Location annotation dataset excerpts
— START —

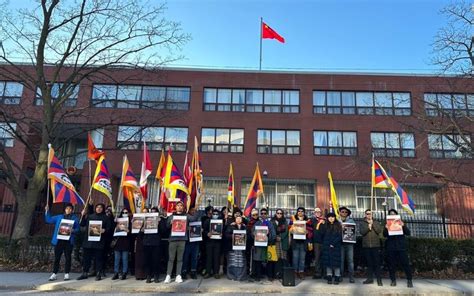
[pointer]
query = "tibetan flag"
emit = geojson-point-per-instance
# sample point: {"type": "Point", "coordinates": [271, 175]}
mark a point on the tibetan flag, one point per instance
{"type": "Point", "coordinates": [379, 179]}
{"type": "Point", "coordinates": [403, 198]}
{"type": "Point", "coordinates": [61, 186]}
{"type": "Point", "coordinates": [231, 187]}
{"type": "Point", "coordinates": [145, 172]}
{"type": "Point", "coordinates": [92, 152]}
{"type": "Point", "coordinates": [269, 33]}
{"type": "Point", "coordinates": [334, 202]}
{"type": "Point", "coordinates": [102, 179]}
{"type": "Point", "coordinates": [255, 191]}
{"type": "Point", "coordinates": [160, 172]}
{"type": "Point", "coordinates": [173, 180]}
{"type": "Point", "coordinates": [129, 186]}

— END —

§ **TASK TO CARRY OUT**
Can you rewrite the items above, swapping "tibetan flag" for "prayer flag" everywhere and keeping everything else the same? Leave the pictures out.

§ **SOLUTION TO THIS TASK**
[pointer]
query = "prayer flag"
emit = geojson-point-per-instance
# sample point: {"type": "Point", "coordinates": [271, 175]}
mark a point on the prayer flag, one point per instance
{"type": "Point", "coordinates": [379, 179]}
{"type": "Point", "coordinates": [403, 198]}
{"type": "Point", "coordinates": [61, 186]}
{"type": "Point", "coordinates": [231, 187]}
{"type": "Point", "coordinates": [145, 172]}
{"type": "Point", "coordinates": [92, 152]}
{"type": "Point", "coordinates": [269, 33]}
{"type": "Point", "coordinates": [334, 202]}
{"type": "Point", "coordinates": [102, 179]}
{"type": "Point", "coordinates": [255, 191]}
{"type": "Point", "coordinates": [160, 172]}
{"type": "Point", "coordinates": [173, 180]}
{"type": "Point", "coordinates": [129, 186]}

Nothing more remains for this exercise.